Vax, hormone combo could up efficacy in prostate cancer

Prostate cancer could affect as many as one in 6 men during their lifetime, according to the U.S. National Cancer Institute, and for some their cancers recur and become hormone-resistant. The Cancer Institute of New Jersey (CINJ) and the National Cancer Institute have hooked up to see if combining a vaccine and hormone treatment will improve the response.

Around 30% to 40% of men with prostate cancer who are treated successfully will see their PSA (prostate-specific antigen) levels rising within 10 years, suggesting that their disease is progressing. Despite treatment with hormone therapy and no sign of disease spread, the levels continue to rise.

__SUPPLIED RECORDS__.
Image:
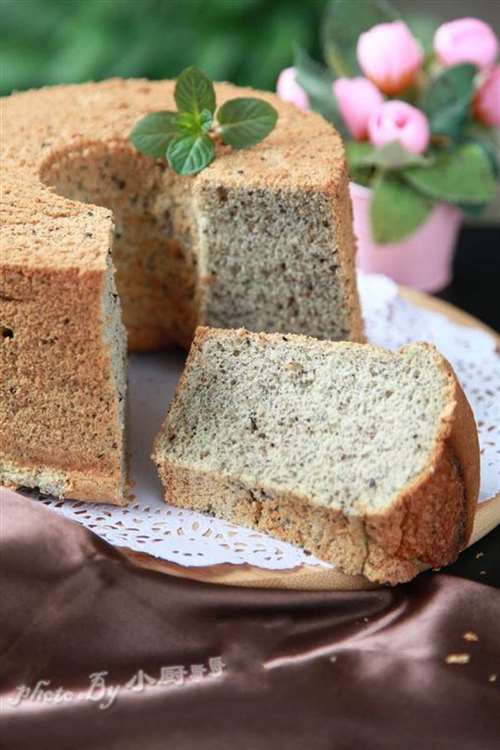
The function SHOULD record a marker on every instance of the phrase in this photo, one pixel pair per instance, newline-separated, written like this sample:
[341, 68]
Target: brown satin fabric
[71, 606]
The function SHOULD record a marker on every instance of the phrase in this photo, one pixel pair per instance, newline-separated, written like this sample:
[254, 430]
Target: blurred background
[245, 41]
[45, 42]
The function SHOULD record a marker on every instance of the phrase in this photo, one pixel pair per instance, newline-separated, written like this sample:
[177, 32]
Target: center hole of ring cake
[155, 266]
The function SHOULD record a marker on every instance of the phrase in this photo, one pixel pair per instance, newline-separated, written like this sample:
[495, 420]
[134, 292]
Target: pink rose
[390, 56]
[466, 40]
[289, 90]
[357, 99]
[486, 103]
[399, 121]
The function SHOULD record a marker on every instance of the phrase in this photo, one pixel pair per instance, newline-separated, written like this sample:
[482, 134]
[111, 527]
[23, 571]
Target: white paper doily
[150, 526]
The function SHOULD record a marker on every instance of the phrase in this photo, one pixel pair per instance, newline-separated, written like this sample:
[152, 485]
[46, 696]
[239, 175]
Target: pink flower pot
[423, 260]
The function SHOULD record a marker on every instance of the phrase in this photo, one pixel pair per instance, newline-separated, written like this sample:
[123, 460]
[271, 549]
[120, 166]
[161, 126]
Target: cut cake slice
[367, 458]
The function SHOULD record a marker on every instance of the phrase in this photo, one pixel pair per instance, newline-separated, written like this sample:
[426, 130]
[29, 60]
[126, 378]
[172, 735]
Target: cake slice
[367, 458]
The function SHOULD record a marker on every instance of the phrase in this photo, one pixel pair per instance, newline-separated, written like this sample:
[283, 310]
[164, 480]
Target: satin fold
[197, 665]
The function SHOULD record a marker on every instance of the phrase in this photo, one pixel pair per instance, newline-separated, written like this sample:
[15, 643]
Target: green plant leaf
[343, 22]
[359, 154]
[488, 139]
[188, 124]
[397, 210]
[206, 120]
[189, 154]
[317, 81]
[447, 99]
[460, 175]
[153, 133]
[194, 92]
[245, 121]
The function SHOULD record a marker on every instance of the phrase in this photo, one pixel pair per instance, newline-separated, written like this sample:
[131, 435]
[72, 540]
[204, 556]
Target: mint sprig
[186, 138]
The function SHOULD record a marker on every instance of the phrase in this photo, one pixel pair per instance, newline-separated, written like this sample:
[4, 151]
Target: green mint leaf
[245, 121]
[316, 80]
[194, 92]
[188, 124]
[206, 120]
[343, 22]
[153, 133]
[397, 210]
[463, 175]
[189, 154]
[446, 101]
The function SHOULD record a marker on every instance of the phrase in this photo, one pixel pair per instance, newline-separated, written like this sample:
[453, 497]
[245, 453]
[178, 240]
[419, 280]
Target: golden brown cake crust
[43, 127]
[55, 254]
[426, 526]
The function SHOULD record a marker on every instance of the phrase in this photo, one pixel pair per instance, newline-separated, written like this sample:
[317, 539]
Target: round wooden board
[310, 577]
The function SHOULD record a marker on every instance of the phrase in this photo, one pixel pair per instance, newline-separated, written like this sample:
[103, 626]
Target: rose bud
[399, 121]
[289, 90]
[486, 104]
[390, 56]
[466, 40]
[357, 99]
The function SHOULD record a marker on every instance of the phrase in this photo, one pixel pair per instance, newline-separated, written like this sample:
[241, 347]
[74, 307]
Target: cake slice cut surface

__REQUIRED WORK__.
Pick up the article above on pairing a vaccine with hormone therapy for prostate cancer and carry it forward from its final sentence.

__RESULT OF THE EXERCISE__.
The researchers will treat these men with Bavarian Nordic's poxvirus-based investigational therapeutic cancer vaccine, PROSTVAC VF, a modified smallpox vaccine that produces PSA and immune system stimulators, along with flutamide, a standard hormone therapy for prostate cancer, or the hormone therapy alone.

Mark Stein, M.D., of CINJ said: "With growing use of immune therapy to treat advanced forms of prostate cancer, there is great interest in exploring the impact that this type of treatment could have on the disease at a pre-metastatic stage," he said.

Interim Phase II data from a separate trial of PROSTVAC were presented at the 2012 American Society of Clinical Oncology (ASCO) Annual Meeting. In the trial, PROSTVAC was combined with a radiopharmaceutical, Quadramet (samarium-153 EDTMP) in patients with metastatic castration-resistant prostate cancer, and the results showed that combination was well-tolerated, and there were early signs of an increase in the time to tumor progression. The vaccine is in a global Phase III trial.